The Magic Highway


Part ONE


Jeff baby
Jeff boy

"I WAS born July 12, 1946, in St Martins Rd, Leeds 7.
      My older brother, Lester, always kept an eye on me and helped me stay out of trouble. I used to follow him around and used to get on his nerves a lot I’m sure. We were very different, he was always more steady and controlled and stayed out of trouble whereas I was a loose cannon ready to explode at any moment. I looked up to him although we often clashed as small kids. We would become much closer in our 20s and remain so today.
      Two other brothers, Robin and Mark, were to arrive several years later, to make us into what I hoped would soon become my own football team! It took me some time to get over the disappointment of the fact that it wasn’t going to happen!
      I was creative and rebellious with a fertile imagination, and fell under music’s magical spell at four or five years. My parents would take the two of us to Roundhay Park and my mum would tell me in later years they couldn’t drag me away from the bandstands on the Victorian Follies where there were always brass bands playing, I was mesmerized!

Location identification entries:
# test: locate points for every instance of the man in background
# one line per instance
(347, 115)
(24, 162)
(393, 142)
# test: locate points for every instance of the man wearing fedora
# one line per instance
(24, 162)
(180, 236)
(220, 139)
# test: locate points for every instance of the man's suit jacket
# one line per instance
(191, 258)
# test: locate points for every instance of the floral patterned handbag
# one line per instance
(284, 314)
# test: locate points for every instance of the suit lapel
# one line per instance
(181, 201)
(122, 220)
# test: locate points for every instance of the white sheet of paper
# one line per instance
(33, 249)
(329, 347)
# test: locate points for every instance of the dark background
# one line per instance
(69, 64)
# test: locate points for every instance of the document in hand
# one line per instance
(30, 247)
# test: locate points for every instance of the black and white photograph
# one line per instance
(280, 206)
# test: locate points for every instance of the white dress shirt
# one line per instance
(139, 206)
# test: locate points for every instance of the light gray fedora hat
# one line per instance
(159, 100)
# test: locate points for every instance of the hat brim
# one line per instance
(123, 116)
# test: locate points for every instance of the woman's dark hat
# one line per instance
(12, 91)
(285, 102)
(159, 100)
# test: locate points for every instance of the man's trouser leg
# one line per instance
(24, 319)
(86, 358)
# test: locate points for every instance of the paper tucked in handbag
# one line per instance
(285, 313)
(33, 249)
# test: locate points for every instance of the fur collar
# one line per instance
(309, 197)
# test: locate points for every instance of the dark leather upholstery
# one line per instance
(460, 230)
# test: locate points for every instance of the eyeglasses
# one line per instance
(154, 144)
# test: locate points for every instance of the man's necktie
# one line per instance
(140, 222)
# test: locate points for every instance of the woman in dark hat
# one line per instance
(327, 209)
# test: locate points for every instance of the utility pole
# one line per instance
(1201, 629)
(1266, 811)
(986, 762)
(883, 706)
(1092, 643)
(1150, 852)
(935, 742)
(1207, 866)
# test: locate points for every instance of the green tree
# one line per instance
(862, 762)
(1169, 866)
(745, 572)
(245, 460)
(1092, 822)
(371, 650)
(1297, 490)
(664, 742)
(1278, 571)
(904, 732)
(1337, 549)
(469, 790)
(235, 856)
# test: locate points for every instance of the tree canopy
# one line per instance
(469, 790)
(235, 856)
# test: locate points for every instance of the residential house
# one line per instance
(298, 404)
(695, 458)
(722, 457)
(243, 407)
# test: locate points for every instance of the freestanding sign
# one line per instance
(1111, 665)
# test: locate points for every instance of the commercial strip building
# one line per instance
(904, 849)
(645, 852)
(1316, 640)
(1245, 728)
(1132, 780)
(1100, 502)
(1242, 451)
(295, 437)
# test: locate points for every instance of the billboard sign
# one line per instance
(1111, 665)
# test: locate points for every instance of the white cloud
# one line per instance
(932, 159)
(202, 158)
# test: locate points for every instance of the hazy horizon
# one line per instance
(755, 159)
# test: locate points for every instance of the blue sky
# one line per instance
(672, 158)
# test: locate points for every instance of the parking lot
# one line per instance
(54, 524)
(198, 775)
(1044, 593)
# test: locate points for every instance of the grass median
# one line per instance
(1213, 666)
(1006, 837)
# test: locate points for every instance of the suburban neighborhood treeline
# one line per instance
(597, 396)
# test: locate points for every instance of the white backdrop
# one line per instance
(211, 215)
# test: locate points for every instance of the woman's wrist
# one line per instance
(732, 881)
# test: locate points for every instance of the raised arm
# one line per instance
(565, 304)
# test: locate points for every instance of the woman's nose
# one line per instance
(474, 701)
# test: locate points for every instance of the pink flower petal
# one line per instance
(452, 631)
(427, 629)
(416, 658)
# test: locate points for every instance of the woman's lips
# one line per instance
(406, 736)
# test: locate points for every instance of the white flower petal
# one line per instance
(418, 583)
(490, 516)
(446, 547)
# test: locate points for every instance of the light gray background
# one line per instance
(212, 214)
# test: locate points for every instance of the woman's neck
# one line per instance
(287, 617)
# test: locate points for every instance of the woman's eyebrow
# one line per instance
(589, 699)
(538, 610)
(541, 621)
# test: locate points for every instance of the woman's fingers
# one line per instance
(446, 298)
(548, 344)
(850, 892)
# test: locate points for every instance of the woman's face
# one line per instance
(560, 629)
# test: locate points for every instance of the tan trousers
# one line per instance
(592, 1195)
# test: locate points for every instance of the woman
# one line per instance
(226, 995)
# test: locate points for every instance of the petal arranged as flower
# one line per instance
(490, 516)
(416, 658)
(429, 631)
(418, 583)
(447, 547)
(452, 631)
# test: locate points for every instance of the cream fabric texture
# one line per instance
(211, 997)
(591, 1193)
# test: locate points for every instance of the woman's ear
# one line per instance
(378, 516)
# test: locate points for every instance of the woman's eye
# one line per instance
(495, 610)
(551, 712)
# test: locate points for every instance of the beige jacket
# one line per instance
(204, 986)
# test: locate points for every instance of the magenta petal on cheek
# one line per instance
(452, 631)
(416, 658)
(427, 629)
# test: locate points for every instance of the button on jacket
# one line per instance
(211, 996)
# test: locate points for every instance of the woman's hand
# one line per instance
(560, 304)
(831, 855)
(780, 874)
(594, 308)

PROBLEM SET ->
- 1) List the names of all the narrator's brothers mentioned in the memoir excerpt.
- 2) Answer these questions using the memoir excerpt:
(a) On what date was the narrator born?
(b) To which park did the narrator's parents take the two older boys?
(c) At what age did the narrator fall under music's spell?
- 3) Resume the memoir excerpt about growing up in Leeds, starting after its final sentence.

THE RESPONSES ->
- 1) Lester, Robin, Mark

- 2)
(a) July 12, 1946
(b) Roundhay Park
(c) Four or five years old

- 3)
      My dad was an entrepreneurial spirit who set up one of the first, if not the first, greetings cards businesses after the war. He was away much and was often crossing the Pennines to Lancashire selling direct to shops. He was a man’s man with a work ethic and strong principles and a twinkle in his eye that could charm anyone at 10 paces. He was well liked and respected and considered good looking with an easy laid-back personality that belied a tough side when crossed, as I often found out in my rebellious youth!
      I was in awe of him, a little scared, but felt safe, secure, protected and loved which probably is just about as good as it gets. A good role model for any kid.
      He was a gentleman.

Jeff parents

Jeff Christie with father Michael, brother Mark and mother Tony

Jeff, Robin

Jeff and brother Robin

    My mother was a trained ballet dancer who during the war toured the country with dance troupes, often soloing, performing to audiences and servicemen on leave and who along with the other dancers often kept dancing when the bombs were falling and the Nasties were still blasting, to keep up morale. She would tell me amazing stories of her experiences and near ‘misses’ when I was old enough to understand.
      She gave up her dancing career not long after she met my dad to marry and raise a family. My mother whilst on tour was always looking for digs in Leeds, Darlington, or wherever, when she knocked on my dad’s door to ask about digs in Leeds. It was love at first knife as my dad opened the door in the middle of carving the Sunday joint and boom, out went the lights for both of ‘em!
      She was proud of my success and did some work liaising with my fans. Her favourite song was Until The Dawn.


Friends and family are important to Jeff.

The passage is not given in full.